Aim
Reproduce the rows below, switching every "marker" to "pin" and keeping everything else as it stands.

───── Data lines ─────

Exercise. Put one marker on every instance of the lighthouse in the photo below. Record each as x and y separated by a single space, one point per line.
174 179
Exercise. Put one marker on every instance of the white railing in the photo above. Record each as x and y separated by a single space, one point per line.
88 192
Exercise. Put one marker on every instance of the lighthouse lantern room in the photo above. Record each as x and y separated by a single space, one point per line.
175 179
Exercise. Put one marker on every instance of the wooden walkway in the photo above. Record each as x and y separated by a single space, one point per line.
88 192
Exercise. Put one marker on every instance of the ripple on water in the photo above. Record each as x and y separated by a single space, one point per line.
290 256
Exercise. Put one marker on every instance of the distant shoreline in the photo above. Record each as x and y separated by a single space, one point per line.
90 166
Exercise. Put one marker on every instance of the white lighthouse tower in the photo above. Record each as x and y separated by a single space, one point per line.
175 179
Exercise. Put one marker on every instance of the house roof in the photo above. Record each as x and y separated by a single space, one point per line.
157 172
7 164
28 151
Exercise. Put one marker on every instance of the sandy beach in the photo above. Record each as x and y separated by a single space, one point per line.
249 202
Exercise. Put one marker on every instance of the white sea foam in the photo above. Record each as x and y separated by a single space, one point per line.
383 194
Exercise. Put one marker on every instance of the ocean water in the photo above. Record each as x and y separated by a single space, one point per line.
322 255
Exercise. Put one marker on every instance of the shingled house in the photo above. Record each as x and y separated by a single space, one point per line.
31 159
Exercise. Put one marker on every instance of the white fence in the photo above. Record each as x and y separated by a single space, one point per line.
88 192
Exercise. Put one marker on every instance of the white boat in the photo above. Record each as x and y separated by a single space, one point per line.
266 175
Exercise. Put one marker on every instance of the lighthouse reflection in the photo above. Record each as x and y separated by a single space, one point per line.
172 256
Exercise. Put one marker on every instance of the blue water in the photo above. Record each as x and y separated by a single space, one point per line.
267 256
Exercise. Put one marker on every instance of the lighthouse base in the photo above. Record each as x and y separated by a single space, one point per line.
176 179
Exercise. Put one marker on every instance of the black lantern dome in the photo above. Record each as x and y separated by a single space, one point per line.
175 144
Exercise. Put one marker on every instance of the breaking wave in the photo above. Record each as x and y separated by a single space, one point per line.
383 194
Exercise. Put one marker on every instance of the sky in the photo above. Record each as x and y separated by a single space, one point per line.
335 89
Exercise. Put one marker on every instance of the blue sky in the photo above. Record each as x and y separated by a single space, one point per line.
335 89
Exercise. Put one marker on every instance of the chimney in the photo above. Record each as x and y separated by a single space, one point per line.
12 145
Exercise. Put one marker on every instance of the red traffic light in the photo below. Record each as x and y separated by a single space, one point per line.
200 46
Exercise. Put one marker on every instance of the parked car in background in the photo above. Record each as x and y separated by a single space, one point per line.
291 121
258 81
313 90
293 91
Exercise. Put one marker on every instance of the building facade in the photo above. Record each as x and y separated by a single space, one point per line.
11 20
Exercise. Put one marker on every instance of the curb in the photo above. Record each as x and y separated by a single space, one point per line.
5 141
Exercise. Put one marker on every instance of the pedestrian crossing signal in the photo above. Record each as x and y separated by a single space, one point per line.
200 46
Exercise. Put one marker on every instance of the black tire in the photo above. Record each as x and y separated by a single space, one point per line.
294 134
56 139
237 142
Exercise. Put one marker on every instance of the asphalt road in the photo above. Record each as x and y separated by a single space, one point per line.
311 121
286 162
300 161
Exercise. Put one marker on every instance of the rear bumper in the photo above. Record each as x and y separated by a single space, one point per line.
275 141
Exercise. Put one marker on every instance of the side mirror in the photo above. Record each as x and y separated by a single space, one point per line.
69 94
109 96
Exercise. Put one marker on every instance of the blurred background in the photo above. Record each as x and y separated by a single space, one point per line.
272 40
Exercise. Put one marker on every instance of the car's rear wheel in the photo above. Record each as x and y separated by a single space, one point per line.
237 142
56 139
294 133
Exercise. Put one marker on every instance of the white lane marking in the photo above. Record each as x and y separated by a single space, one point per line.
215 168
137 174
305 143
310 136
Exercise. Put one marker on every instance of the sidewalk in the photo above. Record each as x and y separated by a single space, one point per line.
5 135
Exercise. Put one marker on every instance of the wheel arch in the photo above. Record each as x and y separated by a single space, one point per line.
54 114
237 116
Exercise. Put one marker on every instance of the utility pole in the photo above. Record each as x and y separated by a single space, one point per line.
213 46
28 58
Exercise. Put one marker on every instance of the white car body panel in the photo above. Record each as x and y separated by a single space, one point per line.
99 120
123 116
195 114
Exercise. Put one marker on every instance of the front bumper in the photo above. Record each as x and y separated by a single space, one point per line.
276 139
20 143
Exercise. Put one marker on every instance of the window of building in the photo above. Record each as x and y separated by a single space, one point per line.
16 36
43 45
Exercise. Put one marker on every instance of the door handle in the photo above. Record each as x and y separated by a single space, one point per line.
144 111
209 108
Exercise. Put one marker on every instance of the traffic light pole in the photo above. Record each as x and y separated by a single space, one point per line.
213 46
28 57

─────

Full response
Exercise. Put one pin on every instance of the lighthouse in the photo below. Record each as x and y separated by a single space, one point per line.
174 179
Exercise. Put one pin on every instance of the white railing in the photo above. Record each as x and y separated by a single space, one point per line.
88 192
Exercise. Put one pin on every instance of the lighthouse lantern room in the photo above. Record each as x and y separated by a single space, one point per line.
175 179
Exercise. Put one pin on every instance of the wooden walkway in the photo above. Record each as x and y separated by a single space, one point per line.
88 192
Exercise. Put one pin on every instance of the ripple on water in the photo above. Record each as x and y separated by a single space, one point per line.
290 256
Exercise. Put one pin on every instance of the distant shoreline in the photo above. Record each as x and y separated by a single space, one point per line.
90 166
Exercise. Put one pin on every instance of the white lighthouse tower in the photo above. Record each as x and y separated by a single space, one point per line.
175 179
Exercise. Put one pin on every instance of the house roof in the photo above. Record each as x and y separated by a single space, one point per line.
157 172
7 164
28 151
Exercise. Put one pin on every instance of the sandy beach in the photo above. Record each as x and y separated by a single space, one point per line.
249 202
Exercise. Put one pin on every instance of the white sea foam in the photo above. Record each as x and y separated by a single space, one point per line.
383 194
Exercise. Put one pin on every instance of the ocean water in the photo above. Record each as x and y separated by a single space, one point per line.
322 255
Exercise. Put one pin on every instance of the shingled house in the photo above. Record each as x and y separated by a single space, one point per line.
31 159
Exercise. Put one pin on every instance of the white fence in the photo above. Record each as x and y separated by a single space, one point per line.
88 192
Exercise. Put one pin on every instance of the white boat in the photo above. Record each as x and y separated by a single space, one point per line.
266 175
Exercise. Put one pin on every instance of the lighthouse reflection in the photo above. Record each as x and y separated by a single space, one point per line.
172 256
Exercise. Put one pin on every instance of the blue water in the photo above. Record each as x and y separated by a single space, one point per line.
267 256
Exercise. Put one pin on every instance of the lighthouse base in the photo above. Record each as x and y separated by a single space, one point per line.
176 179
Exercise. Put one pin on every instance of the black lantern dome in the photo above. Record each as x and y separated by a single space, one point per line.
175 144
Exercise. Put one pin on every instance of the breaking wave in the photo above. Record each as x and y separated by a single space, one point per line.
383 194
Exercise. Put one pin on every instance of the sky in the photo above. Record each as x and y separated by a single space, one point per line.
335 89
Exercise. Put one pin on every instance of the blue sky in the photo above. Record each as x and y separated by a single space, one point per line.
335 89
Exercise. Put one pin on every instance of the chimney in the photo above. Record each as x and y separated by a single space, one point per line.
12 145
Exercise. Put one pin on every instance of the red traffic light in the photo below. Record each as x and y separated by a single space, one point per line.
200 46
Exercise. Put one pin on every instance of the parked car in background in the photo above. Record each as x and y separated by a single space, one point per line.
291 121
258 81
313 90
293 91
Exercise. Put one pin on every instance of the building facade in the photo above. Record each as x and y separated by a single space, one point per line.
11 20
Exercise. Put one pin on every instance of the curb in the photo above. Record each as x and y separated by a single space, one point per line.
5 141
Exercise. Put one pin on every instance of the pedestrian crossing signal in the photo above. Record each as x and y separated by a single space, one point per line.
200 46
Exercise. Put one pin on every instance of the black tire in the photo above. Record each as x and y separated by a single space, one point per line.
294 134
56 139
237 142
Exercise. Put one pin on every instance of the asphalt road in the photo above. Record each as x and y separated by a single space, one point per line.
311 121
286 162
300 161
Exercise. Put one pin on every instance of the rear bumper in the photo above. Record each as x and y separated by a single space, one point per line.
275 141
Exercise. Put one pin on every instance of the side mirror in the photo above. Record each as x and y separated by a single space, one point per line.
69 94
109 96
Exercise. Put one pin on every instance of the blurred background in the photo above. Record each as x and y separated by a single space, one point per line.
272 40
Exercise. Put one pin on every instance of the car's rear wheel in the photo above. Record each as x and y separated by a single space, one point per line.
237 142
56 139
294 133
Exercise. Put one pin on every instance of the white lane marking in the photo above. Record each as x and y separated by a single space, one point per line.
215 168
137 174
305 143
310 136
Exercise. Put one pin on every instance of the sidewalk in the photo above. Record each as x and y separated by a single space, one point per line.
5 135
Exercise. Put one pin on every instance of the wheel arch in the photo above. Record each as x and y separated by a single space, one point per line.
54 114
237 116
Exercise. Put one pin on every instance of the utility pole in the photo above. Record each as x and y separated by a single space, one point per line.
213 46
28 58
Exercise. Put one pin on every instance of the white car body panel in the photo above. Record each as x and y separated by a single space, one point per line.
99 120
123 116
195 114
Exercise. Put one pin on every instance of the front bumper in the photo above. Record each as x and y separated by a single space, one point per line.
276 139
20 143
Exercise. Put one pin on every instance of the window of building in the photo above. Record each as x and y separated by a single space, one point per line.
16 36
43 45
Exercise. Put one pin on every instance of the door handle in the photo above. Record each as x and y separated by a single space, one point per line.
144 111
209 108
Exercise. Put one pin on every instance of the traffic light pole in the photo above. Record each as x and y separated by a single space, one point per line.
213 46
28 57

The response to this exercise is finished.